Problem description:
Please decide whether each of these statements agrees with the text on vma locking, giving yes or no and quoting the words of the text that settle it: (a) a reader increments vm_refcnt even when the top usable bit is set; (b) only one writer can exist at a time because all writers take mmap_lock in write mode first; (c) vma_mark_attached() sets vm_refcnt to 1.
## Start Text provided
When vma is in detached state, vm_refcnt is 0 and only a call to
vma_mark_attached() can take it out of this state. Note that unlike
before, now we enforce both vma_mark_attached() and vma_mark_detached() to
be done only after vma has been write-locked. vma_mark_attached() changes
vm_refcnt to 1 to indicate that it has been attached to the vma tree.
When a reader takes read lock, it increments vm_refcnt, unless the top
usable bit of vm_refcnt (0x40000000) is set, indicating presence of a
writer. When writer takes write lock, it sets the top usable bit to
indicate its presence. If there are readers, writer will wait using newly
introduced mm->vma_writer_wait. Since all writers take mmap_lock in write
mode first, there can be only one writer at a time. The last reader to
release the lock will signal the writer to wake up. refcount might
overflow if there are many competing readers, in which case read-locking
will fail. Readers are expected to handle such failures.
## End Text provided
## Start Stored data
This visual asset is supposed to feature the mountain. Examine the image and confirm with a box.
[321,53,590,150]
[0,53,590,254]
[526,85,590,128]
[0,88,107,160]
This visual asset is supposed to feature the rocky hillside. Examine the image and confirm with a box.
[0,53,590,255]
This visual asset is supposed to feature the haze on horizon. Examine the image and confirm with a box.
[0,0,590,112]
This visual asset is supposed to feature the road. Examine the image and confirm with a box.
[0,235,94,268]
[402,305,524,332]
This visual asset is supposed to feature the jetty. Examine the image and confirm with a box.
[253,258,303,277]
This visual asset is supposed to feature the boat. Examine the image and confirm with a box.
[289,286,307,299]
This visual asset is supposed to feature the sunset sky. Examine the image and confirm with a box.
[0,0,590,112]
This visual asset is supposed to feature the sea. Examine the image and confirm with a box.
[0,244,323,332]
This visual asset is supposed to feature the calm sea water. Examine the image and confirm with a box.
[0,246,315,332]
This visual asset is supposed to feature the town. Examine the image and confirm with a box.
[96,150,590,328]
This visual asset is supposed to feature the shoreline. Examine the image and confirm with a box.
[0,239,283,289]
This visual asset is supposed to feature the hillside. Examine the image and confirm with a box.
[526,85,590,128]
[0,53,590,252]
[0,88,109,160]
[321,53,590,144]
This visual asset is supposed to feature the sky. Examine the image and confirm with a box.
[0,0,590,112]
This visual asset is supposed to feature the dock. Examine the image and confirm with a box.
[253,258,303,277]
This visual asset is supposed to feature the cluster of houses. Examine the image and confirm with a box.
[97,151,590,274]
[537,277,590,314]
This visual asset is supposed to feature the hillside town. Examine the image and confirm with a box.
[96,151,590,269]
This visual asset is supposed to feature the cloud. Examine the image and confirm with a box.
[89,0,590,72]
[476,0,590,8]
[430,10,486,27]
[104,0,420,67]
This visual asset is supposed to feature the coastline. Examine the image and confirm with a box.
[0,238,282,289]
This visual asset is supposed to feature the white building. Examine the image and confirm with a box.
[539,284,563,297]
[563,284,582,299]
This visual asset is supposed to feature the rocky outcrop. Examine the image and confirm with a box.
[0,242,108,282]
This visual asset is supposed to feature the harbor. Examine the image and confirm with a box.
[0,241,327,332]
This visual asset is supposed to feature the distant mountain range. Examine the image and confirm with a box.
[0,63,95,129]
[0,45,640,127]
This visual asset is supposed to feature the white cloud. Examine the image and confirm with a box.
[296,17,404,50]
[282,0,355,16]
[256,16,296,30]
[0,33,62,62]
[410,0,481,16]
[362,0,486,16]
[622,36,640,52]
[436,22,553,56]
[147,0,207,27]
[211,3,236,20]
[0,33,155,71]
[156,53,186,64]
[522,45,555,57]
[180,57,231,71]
## End Stored data
Result of the task:
(a) No: "it increments vm_refcnt, unless the top usable bit of vm_refcnt (0x40000000) is set, indicating presence of a writer."
(b) Yes: "Since all writers take mmap_lock in write mode first, there can be only one writer at a time."
(c) Yes: "vma_mark_attached() changes vm_refcnt to 1 to indicate that it has been attached to the vma tree."